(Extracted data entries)
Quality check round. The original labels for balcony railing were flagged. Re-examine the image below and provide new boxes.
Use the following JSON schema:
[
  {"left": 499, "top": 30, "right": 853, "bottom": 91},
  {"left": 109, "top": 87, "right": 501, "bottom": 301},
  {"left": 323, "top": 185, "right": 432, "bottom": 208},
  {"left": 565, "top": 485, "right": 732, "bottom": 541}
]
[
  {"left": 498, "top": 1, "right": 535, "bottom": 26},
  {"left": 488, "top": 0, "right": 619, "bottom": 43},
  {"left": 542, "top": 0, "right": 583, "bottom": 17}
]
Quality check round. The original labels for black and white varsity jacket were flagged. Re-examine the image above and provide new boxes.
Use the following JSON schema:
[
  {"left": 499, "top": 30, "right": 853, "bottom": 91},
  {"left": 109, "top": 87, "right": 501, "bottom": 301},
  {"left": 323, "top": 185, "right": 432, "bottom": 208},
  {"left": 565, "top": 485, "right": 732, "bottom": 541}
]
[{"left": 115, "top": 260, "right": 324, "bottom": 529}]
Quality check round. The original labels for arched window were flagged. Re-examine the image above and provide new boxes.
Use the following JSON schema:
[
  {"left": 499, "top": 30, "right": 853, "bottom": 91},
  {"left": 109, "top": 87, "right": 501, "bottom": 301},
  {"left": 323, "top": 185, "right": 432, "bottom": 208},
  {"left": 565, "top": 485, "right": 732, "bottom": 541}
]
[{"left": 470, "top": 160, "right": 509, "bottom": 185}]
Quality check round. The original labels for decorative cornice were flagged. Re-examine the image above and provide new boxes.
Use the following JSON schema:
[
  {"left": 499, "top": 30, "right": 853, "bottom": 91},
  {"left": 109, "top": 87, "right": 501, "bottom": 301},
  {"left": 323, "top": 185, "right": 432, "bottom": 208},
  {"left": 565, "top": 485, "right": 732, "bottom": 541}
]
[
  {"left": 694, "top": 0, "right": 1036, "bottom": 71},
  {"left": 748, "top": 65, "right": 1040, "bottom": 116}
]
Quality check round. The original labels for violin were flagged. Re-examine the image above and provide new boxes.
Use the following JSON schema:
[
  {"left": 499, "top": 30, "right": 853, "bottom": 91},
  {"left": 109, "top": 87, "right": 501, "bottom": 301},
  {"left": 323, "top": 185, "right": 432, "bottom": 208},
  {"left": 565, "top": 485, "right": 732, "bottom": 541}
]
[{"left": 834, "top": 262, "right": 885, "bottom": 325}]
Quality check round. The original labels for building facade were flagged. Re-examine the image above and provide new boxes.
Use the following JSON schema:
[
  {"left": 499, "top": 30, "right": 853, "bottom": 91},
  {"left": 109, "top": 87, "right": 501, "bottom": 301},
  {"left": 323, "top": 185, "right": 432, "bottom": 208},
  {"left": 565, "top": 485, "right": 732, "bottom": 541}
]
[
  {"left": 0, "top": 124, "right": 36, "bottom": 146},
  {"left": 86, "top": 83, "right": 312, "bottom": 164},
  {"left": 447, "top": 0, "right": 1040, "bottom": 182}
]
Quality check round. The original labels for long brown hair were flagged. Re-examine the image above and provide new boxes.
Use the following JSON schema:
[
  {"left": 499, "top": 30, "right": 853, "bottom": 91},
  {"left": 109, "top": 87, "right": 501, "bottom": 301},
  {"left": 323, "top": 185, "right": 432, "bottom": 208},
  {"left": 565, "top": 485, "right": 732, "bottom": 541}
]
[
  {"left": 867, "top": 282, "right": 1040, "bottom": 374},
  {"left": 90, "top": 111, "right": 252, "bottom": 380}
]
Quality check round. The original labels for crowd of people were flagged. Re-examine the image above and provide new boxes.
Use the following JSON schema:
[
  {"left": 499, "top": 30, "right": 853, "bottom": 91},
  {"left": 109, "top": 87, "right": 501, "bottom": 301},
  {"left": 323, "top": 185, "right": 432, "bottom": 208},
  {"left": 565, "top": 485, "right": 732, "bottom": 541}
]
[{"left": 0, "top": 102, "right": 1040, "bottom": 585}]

- _What the task asks_:
Repeat every entry exactly as written above.

- _Full output_:
Quality check round. The original labels for balcony railing were flagged. Re-examine the image below and provide new boxes.
Use the following JSON schema:
[
  {"left": 499, "top": 30, "right": 853, "bottom": 91},
  {"left": 109, "top": 87, "right": 501, "bottom": 301},
  {"left": 323, "top": 185, "right": 432, "bottom": 208},
  {"left": 565, "top": 485, "right": 732, "bottom": 541}
]
[
  {"left": 498, "top": 1, "right": 535, "bottom": 26},
  {"left": 488, "top": 0, "right": 619, "bottom": 43},
  {"left": 542, "top": 0, "right": 583, "bottom": 17}
]
Quality check round. The original labels for black and white varsity jacket were flagged. Re-examine the image above and provide new boxes.
Use the following JSON schema:
[
  {"left": 499, "top": 30, "right": 853, "bottom": 91},
  {"left": 109, "top": 87, "right": 501, "bottom": 301},
  {"left": 323, "top": 185, "right": 432, "bottom": 208},
  {"left": 565, "top": 485, "right": 732, "bottom": 541}
]
[{"left": 115, "top": 260, "right": 324, "bottom": 529}]
Quality check round. The original labels for arched window were flagged. Re-examine the image above and provide new boxes.
Use the following JSON schema:
[
  {"left": 499, "top": 30, "right": 853, "bottom": 91},
  {"left": 109, "top": 87, "right": 501, "bottom": 301},
  {"left": 323, "top": 185, "right": 432, "bottom": 208},
  {"left": 565, "top": 485, "right": 732, "bottom": 541}
]
[{"left": 470, "top": 160, "right": 509, "bottom": 185}]
Quality check round. The original labels for decorative cornice were flagged. Re-examine the image above and provide new boxes.
Use the following JSON schema:
[
  {"left": 499, "top": 30, "right": 853, "bottom": 91},
  {"left": 109, "top": 87, "right": 501, "bottom": 301},
  {"left": 323, "top": 185, "right": 432, "bottom": 208},
  {"left": 565, "top": 485, "right": 732, "bottom": 541}
]
[
  {"left": 694, "top": 0, "right": 1036, "bottom": 71},
  {"left": 748, "top": 65, "right": 1040, "bottom": 116}
]
Quality check round. The original labels for violin were flagged. Re-examine the image above and provide new boxes.
Use the following JSON schema:
[
  {"left": 499, "top": 30, "right": 853, "bottom": 91},
  {"left": 109, "top": 87, "right": 501, "bottom": 301},
  {"left": 323, "top": 185, "right": 432, "bottom": 208},
  {"left": 565, "top": 485, "right": 732, "bottom": 541}
]
[{"left": 834, "top": 262, "right": 885, "bottom": 325}]
Quality check round. The original labels for building facade were flagged. Re-examine the image above and provide new boxes.
Use the following JSON schema:
[
  {"left": 499, "top": 30, "right": 853, "bottom": 91},
  {"left": 109, "top": 87, "right": 501, "bottom": 301},
  {"left": 323, "top": 185, "right": 432, "bottom": 208},
  {"left": 565, "top": 485, "right": 732, "bottom": 541}
]
[
  {"left": 0, "top": 124, "right": 36, "bottom": 146},
  {"left": 86, "top": 83, "right": 312, "bottom": 164},
  {"left": 447, "top": 0, "right": 1040, "bottom": 182}
]
Quality check round. The original labels for long brown hair were flagged. Re-examine the image above and provide new boxes.
Use the following JSON schema:
[
  {"left": 499, "top": 30, "right": 853, "bottom": 91},
  {"left": 109, "top": 87, "right": 501, "bottom": 301},
  {"left": 323, "top": 185, "right": 432, "bottom": 208},
  {"left": 565, "top": 485, "right": 732, "bottom": 541}
]
[
  {"left": 867, "top": 282, "right": 1040, "bottom": 374},
  {"left": 90, "top": 111, "right": 252, "bottom": 380}
]
Quality check round. The original labels for crowd of people were flagged. Re-examine the image above and provide new boxes.
Use the following JSON schema:
[
  {"left": 499, "top": 30, "right": 853, "bottom": 91},
  {"left": 109, "top": 87, "right": 501, "bottom": 301},
  {"left": 323, "top": 185, "right": 432, "bottom": 208},
  {"left": 565, "top": 485, "right": 732, "bottom": 541}
]
[{"left": 0, "top": 102, "right": 1040, "bottom": 585}]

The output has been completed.